== WHAT YOU ARE ASKED TO DO ==
Find the word "separate" in the material below and gather every line that contains it.

== PROVIDED INFORMATION ==
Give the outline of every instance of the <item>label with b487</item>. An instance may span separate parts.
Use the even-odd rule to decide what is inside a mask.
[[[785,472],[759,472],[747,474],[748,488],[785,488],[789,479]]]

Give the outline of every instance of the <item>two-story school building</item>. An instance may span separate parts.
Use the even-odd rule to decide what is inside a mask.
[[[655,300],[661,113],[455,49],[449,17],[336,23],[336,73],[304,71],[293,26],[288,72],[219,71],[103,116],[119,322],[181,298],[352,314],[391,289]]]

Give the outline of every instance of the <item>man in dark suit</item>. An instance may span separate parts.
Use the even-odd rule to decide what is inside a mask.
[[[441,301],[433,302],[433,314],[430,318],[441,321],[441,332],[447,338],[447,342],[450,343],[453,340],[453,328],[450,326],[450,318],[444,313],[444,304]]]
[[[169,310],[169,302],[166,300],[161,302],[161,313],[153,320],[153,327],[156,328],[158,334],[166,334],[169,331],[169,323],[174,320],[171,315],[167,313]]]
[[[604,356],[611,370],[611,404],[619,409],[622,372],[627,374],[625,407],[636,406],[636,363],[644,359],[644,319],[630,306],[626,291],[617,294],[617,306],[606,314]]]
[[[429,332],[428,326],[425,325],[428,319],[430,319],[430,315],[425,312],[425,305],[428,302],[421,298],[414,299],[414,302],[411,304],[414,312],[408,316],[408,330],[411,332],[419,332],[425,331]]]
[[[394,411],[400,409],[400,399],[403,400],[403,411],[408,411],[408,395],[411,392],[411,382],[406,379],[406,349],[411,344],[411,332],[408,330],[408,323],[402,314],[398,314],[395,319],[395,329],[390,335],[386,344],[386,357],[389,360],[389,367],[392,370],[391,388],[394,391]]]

== TASK SOLUTION ==
Give the outline of every instance of the <item>label with b487</item>. An instance may span separate parts.
Give the outline of every instance of the <item>two-story school building</item>. An instance may span separate parts.
Give the outline of every instance of the <item>man in dark suit</item>. An instance may span separate parts.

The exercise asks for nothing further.